What this task involves » Images are to be dropped; everything else in the entries below must be copied exactly.

[[ Provided information, beginning ]]

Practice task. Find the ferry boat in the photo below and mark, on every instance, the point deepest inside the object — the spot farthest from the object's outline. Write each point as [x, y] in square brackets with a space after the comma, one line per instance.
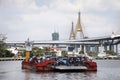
[57, 63]
[60, 64]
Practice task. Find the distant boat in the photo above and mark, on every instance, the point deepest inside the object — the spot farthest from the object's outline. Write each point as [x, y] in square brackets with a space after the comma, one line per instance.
[77, 64]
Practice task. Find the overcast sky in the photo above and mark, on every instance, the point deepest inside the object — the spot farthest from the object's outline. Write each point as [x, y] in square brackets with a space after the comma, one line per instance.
[38, 19]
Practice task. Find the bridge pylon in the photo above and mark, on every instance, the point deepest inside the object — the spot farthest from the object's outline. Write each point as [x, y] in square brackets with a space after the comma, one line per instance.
[72, 33]
[79, 28]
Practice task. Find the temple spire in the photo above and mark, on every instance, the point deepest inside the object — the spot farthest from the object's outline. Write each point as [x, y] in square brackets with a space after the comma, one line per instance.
[79, 27]
[72, 33]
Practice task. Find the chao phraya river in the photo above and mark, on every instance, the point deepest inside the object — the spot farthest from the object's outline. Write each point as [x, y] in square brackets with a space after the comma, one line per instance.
[107, 70]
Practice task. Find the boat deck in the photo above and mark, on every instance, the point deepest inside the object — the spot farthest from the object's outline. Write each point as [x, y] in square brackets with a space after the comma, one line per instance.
[70, 68]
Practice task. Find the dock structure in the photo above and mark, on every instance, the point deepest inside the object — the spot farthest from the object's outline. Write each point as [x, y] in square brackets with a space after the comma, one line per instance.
[11, 59]
[70, 68]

[[ Provided information, end ]]

Final answer »
Practice task. Find the ferry boat in the photo below and mark, on every instance, the point deepest inside the object — the spot farthest from the object's outline. Write each point as [x, y] in square brackets with a space after the comma, one line per instance.
[57, 63]
[60, 64]
Practice task. Find the distant boat in the photo above and mark, on every instance, the point deepest inside the object — the spot farthest from the object's outline. Write each point as [x, y] in square brackets with a space after the comma, one line per instance.
[77, 64]
Practice task. Find the overcast sky in the photo above and mark, on every instance, the point deepest inside the object — the spot farthest from the object's outline. Write each point as [x, y] in square brackets with a space after the comma, one line per instance.
[38, 19]
Practice task. Find the bridge pylon in the photo above and mark, on every instance, the point deepest inside the object — the spot farthest from the object's outline. Write each point as [x, y] in square brackets with a space after the comma, one line per instance.
[72, 33]
[79, 28]
Practice task. Find the temple spire in the photo above and mark, on every instance, the point deepest inside the object — the spot farthest from the object's outline. Write each point as [x, y] in square brackets with a space after the comma, one line per instance.
[79, 27]
[72, 33]
Practice task. Find the chao phraya river in the photo above and mark, on every instance, the point deepest inside the object — the spot farthest from the object's outline. Write each point as [x, y] in square brackets with a space after the comma, one line per instance.
[107, 70]
Practice task. Find the boat deck in the photo above and mark, on every instance, the point deepest inside the object — the spot farthest from the object's outline. Write each point as [x, y] in square brackets with a space after the comma, one line per instance.
[70, 68]
Practice task. Find the dock structure in the photo above and mark, on every instance, the point deepest inside the object — the spot farthest from the object's outline. Write each point as [x, y] in square brackets with a space after the comma, one line per instance.
[11, 59]
[70, 68]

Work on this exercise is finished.